**READING PASSAGE**
● ● ● ●
Llama3 8B CPT Sahabat-AI v1 Instruct Overview
This model is an 8 billion parameter Llama3-based decoder model, co-initiated by GoTo Group and Indosat Ooredoo Hutchison, and developed by PT GoTo Gojek Tokopedia Tbk and AI Singapore. It features a context length of 8192 tokens and is uniquely focused on the Indonesian language and its dialects, Javanese and Sundanese, while also supporting English.
Key Capabilities
- Multilingual Proficiency: Fine-tuned with 448,000 Indonesian, 96,000 Javanese, 98,000 Sundanese, and 129,000 English instruction-completion pairs.
- Instruction Following: Evaluated on IFEval, demonstrating strong adherence to prompt constraints in Bahasa Indonesia.
- General Language Understanding: Benchmarked on SEA HELM (BHASA) and IndoMMLU for Indonesian and its dialects, and common English tasks from the HuggingFace LLM Leaderboard.
● ● ● ●
**ENTRIES SUPPLIED**
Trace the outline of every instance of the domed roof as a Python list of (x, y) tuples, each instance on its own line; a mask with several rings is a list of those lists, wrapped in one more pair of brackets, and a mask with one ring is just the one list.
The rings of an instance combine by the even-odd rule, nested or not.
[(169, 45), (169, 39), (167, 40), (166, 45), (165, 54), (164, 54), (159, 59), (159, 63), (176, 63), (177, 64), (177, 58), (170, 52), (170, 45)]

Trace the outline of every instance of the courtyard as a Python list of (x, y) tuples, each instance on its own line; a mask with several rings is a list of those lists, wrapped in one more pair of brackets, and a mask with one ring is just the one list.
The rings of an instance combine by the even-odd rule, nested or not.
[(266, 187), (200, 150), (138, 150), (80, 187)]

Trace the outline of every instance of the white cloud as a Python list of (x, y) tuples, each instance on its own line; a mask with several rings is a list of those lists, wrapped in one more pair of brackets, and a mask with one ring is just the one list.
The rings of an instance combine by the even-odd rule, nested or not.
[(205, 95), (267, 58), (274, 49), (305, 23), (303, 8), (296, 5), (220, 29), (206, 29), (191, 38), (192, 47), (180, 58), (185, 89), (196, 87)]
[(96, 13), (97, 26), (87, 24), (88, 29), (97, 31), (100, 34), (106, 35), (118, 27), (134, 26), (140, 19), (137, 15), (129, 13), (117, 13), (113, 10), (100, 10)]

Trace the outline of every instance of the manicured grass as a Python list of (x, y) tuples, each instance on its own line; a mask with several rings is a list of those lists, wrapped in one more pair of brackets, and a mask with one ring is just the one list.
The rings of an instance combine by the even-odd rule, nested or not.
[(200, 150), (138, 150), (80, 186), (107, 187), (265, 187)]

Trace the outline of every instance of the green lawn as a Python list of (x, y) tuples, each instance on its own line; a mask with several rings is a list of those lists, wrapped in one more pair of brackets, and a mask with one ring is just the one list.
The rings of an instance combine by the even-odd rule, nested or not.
● ● ● ●
Write what comes next in the overview of the Llama3 8B CPT Sahabat-AI v1 Instruct model, picking up after its list of key capabilities.

**RESULT FOR THIS EXERCISE**
- Performance: Achieves competitive scores on Indonesian language benchmarks, particularly strong in Javanese and Sundanese compared to other models in its class.
Good for
- Applications requiring robust understanding and generation in Indonesian, Javanese, and Sundanese.
- Instruction-following tasks in these languages.
- Developers building AI services for the Indonesian market and its diverse linguistic landscape.
Limitations
Users should be aware of potential hallucinations and occasional irrelevant content generation. The model is not aligned for safety, and developers are advised to implement their own safety fine-tuning.